• [SET PROBLEM] Which lines in the material below contain the word "signage"? Locate each one and copy it in full.

• [RECORDS FOR THE TASK]

++++++++

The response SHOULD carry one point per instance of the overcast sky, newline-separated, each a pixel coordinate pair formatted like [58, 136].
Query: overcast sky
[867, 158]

++++++++

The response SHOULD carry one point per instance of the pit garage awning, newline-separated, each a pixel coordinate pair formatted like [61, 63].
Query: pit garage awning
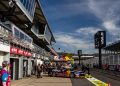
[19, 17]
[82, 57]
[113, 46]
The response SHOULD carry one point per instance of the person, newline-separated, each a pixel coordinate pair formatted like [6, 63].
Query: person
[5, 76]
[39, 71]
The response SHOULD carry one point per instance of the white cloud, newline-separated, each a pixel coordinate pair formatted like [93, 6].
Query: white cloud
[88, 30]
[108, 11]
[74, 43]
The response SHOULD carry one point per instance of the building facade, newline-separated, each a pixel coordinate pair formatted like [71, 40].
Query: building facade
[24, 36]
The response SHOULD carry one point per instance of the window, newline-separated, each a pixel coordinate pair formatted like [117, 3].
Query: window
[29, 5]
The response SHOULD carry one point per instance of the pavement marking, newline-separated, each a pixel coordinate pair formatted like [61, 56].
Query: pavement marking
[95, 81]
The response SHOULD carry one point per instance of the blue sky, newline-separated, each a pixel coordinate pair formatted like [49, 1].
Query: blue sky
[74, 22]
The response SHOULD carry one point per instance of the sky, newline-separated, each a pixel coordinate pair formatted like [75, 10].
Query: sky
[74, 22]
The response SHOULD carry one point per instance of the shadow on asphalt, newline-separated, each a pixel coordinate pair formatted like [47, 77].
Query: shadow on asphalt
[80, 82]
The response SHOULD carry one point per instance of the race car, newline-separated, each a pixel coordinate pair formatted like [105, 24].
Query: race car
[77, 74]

++++++++

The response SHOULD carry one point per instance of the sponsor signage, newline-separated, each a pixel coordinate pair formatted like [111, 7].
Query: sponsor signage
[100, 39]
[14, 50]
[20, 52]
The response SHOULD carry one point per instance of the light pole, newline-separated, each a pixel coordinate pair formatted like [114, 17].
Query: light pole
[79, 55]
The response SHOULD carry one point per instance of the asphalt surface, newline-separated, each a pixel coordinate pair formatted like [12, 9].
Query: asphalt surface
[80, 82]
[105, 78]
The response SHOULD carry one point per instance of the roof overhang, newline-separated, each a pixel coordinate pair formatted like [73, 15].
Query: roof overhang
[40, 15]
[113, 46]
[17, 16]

++++++++

• [ANSWER BELOW]
The response SHOULD carry one point per instance of the sponsor signage, newline-separated, each a pixel coordinate pair formatted like [111, 7].
Query: sponsor signage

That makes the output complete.